----- RECORDS TO PROCESS -----

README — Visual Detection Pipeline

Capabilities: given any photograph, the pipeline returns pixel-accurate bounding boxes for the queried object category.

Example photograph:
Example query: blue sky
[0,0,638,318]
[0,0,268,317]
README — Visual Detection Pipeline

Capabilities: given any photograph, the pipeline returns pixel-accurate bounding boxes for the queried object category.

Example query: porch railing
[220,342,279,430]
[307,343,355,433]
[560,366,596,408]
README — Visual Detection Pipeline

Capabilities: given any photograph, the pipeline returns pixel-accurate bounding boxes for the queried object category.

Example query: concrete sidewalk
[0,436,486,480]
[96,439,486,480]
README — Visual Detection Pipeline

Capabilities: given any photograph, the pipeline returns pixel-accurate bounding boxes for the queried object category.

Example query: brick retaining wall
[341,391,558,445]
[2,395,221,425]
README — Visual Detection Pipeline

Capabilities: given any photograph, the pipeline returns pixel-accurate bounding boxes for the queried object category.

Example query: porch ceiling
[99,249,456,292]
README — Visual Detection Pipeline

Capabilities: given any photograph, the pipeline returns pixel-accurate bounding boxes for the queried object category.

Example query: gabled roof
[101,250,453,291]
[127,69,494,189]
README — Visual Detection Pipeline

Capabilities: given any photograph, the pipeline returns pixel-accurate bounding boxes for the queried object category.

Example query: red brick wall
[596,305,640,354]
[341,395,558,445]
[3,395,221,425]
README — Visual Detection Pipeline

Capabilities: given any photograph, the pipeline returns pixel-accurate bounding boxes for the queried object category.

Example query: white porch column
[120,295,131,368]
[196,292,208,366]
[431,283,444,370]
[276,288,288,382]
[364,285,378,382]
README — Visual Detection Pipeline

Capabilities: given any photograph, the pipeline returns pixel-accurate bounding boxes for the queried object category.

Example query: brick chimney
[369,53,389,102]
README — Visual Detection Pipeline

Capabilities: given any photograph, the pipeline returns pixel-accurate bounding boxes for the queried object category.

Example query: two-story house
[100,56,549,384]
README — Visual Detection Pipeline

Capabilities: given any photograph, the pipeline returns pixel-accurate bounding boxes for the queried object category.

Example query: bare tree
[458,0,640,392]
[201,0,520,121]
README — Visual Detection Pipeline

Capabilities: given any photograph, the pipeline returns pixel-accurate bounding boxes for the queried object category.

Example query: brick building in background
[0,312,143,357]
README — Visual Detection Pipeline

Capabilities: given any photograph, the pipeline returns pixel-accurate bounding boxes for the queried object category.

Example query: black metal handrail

-----

AIM OF THE TASK => Copy every one of the lines above without changing anything.

WRITTEN REPLY =>
README — Visual Detection Pipeline

Capabilities: given any photograph, the pipeline returns pixel-accurate bounding boxes for the queried object category.

Example photograph:
Example query: blue sky
[0,0,638,318]
[0,0,268,317]
README — Visual Detection Pipeline

Capabilities: given any photograph, the pipeline returns pixel-accurate bounding boxes for the queried object category.

Example query: porch railing
[220,342,279,430]
[307,343,355,433]
[560,366,596,408]
README — Visual Detection Pipeline

Capabilities: given any photograph, the pipeline returns pixel-accurate bounding boxes for the queried object category.

Example query: concrete sidewalk
[0,436,486,480]
[96,439,486,480]
README — Visual Detection Pipeline

Capabilities: given any photograph, the pipeline returns pixel-accurate bounding boxes for the queried object category.

Example query: brick retaining wall
[341,391,558,445]
[2,395,221,425]
README — Visual Detection Pipeline

Capabilities: given any photograph, the pipeline returns pixel-accurate bounding boxes for the queried object category.

Example query: porch ceiling
[99,249,456,292]
README — Visual Detection Pipeline

Capabilities: given any photograph, the pipeline returns pixel-accurate bounding boxes for the queried object category.

Example query: gabled roof
[101,250,453,291]
[127,69,494,189]
README — Visual Detection Pipeline

Capabilities: given any photograph, the pipeline returns pixel-accurate bounding boxes for the queried object category.

Example query: red brick wall
[596,305,640,354]
[341,395,558,445]
[3,395,221,425]
README — Visual Detection Pipeline

Capabilities: given any photograph, the pipeline returns pixel-accurate bounding boxes for the queried object category.

Example query: white porch column
[120,295,131,368]
[196,292,208,366]
[431,283,444,370]
[276,288,288,382]
[364,285,378,382]
README — Visual Detection Pipeline

Capabilities: given any photograph, the pipeline returns pixel-accurate bounding boxes for the queried object category.

Example query: brick chimney
[369,53,389,102]
README — Visual Detection Pipeline

Capabilities: given any photograph, the pipeline returns pixel-accurate bounding boxes for the queried object category.

Example query: two-story house
[100,56,549,384]
README — Visual Detection Pipeline

Capabilities: given any photograph, the pipeline returns pixel-accurate bounding boxes for the queried object category.

Example query: bare tree
[458,0,640,392]
[201,0,520,121]
README — Visual Detection Pipeline

Capabilities: given any photograph, the pipeline returns pixel-accurate bounding boxes for the queried object category.

Example query: brick building in background
[0,312,143,357]
README — Visual Detection Pipeline

Capabilities: given any photograph, the pipeline returns pixel-accurate bounding boxes for the queried object category.

Example query: black metal handrail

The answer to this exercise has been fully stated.